Please set down word for word the part of the piece on delegating and planning the workday that starts at "If you can just" and stops after "for the day.".

Page
________________________

But if you truly are an artisan, and you truly do something that no one else on your team could do—then a closed mindset may be required. I’ve heard it called being a tyrant for quality. If quality is your product or service, and only you have that magic touch—then go for it. If not, life is much more enjoyable when you delegate.

There is some current thinking that you cannot motivate someone. All you can do is give them some autonomy, have them be with other like-minded folks, and make sure they have the skills they need to grow. Once these people and the team catch their rhythm you’ll have a drumbeat everyone can dance to. A good manager or supervisor needs to focus on trusting, supporting, and encouraging—instead of doing their people’s work for them. That’s what really eats up the day.

If you can just work three hours a day and follow this system, then each day you will be doing only the most important things for success, doing whatever communicating that requires, and quickly tidying up those little loose ends. It’s like a mini-day. And one of the little things is to plan what tomorrow’s Set looks like before signing off for the day.

During the rest of your day you will get insights into course-corrections or adjustments you’ll need to make. This is the divergent part of your day. Why not leave a bit of your best “thinking time” for choosing what to think about, first?

________________________

Extracted entries
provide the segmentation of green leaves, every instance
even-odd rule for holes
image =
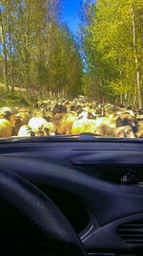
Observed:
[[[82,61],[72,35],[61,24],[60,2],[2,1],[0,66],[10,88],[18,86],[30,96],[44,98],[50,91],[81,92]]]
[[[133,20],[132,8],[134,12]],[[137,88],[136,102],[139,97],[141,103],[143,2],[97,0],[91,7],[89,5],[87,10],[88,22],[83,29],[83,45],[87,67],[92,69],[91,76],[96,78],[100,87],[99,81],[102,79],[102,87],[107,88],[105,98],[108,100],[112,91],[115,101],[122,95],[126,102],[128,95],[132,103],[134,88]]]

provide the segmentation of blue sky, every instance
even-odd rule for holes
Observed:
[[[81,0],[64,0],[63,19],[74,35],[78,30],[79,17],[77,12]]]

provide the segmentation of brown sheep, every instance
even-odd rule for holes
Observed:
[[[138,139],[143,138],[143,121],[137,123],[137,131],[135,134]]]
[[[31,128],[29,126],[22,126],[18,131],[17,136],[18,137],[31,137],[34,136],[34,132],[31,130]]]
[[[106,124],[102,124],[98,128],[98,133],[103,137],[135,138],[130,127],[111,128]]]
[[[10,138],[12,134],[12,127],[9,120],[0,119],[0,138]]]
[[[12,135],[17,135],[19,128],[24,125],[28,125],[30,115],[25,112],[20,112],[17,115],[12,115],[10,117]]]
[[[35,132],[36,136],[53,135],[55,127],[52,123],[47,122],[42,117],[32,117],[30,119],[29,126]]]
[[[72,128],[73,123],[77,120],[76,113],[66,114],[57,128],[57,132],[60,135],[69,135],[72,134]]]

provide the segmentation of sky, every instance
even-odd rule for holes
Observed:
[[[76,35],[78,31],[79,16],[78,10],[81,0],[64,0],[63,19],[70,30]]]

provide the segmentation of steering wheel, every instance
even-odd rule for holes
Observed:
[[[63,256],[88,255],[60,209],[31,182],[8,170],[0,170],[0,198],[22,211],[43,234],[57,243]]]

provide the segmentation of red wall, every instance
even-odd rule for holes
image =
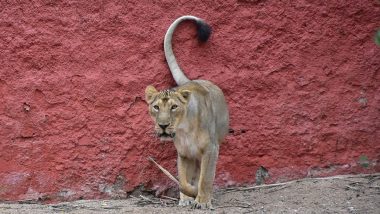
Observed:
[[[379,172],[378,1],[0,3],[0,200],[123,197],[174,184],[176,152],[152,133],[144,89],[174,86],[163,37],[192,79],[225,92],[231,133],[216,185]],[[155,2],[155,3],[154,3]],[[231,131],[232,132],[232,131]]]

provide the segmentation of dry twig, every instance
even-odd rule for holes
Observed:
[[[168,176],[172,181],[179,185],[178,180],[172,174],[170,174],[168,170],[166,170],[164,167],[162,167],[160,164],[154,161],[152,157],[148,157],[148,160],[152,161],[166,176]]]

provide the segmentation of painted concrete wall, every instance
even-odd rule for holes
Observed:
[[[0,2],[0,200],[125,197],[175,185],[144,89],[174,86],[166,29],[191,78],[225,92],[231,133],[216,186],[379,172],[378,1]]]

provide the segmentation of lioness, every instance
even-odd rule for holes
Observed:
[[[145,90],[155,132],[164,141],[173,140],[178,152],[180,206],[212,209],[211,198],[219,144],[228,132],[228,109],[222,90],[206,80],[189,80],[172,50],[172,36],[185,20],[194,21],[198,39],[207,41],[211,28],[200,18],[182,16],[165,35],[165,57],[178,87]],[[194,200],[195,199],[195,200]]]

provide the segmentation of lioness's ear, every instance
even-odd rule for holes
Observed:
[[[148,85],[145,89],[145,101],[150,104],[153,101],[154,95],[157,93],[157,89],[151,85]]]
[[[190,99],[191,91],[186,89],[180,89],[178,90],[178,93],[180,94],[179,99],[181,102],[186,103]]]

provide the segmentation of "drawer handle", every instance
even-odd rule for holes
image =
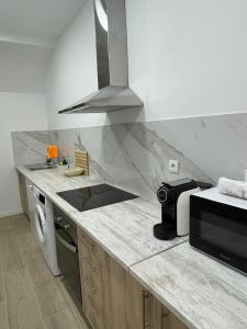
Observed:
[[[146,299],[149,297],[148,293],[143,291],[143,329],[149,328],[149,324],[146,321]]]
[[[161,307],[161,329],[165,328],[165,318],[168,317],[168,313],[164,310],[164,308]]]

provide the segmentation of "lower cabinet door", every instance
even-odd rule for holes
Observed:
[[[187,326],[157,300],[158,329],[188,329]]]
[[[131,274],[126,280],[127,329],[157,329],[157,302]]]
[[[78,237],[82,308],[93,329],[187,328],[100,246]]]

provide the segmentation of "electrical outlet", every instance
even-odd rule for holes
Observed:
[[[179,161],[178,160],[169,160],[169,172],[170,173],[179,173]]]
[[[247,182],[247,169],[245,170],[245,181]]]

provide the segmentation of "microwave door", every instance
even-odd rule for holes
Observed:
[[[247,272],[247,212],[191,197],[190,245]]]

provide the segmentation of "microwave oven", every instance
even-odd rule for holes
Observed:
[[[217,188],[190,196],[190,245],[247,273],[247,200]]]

________________________

Exercise response
If you can just work three hours a day and follow this system, then each day you will be doing only the most important things for success, doing whatever communicating that requires, and quickly tidying up those little loose ends. It’s like a mini-day. And one of the little things is to plan what tomorrow’s Set looks like before signing off for the day.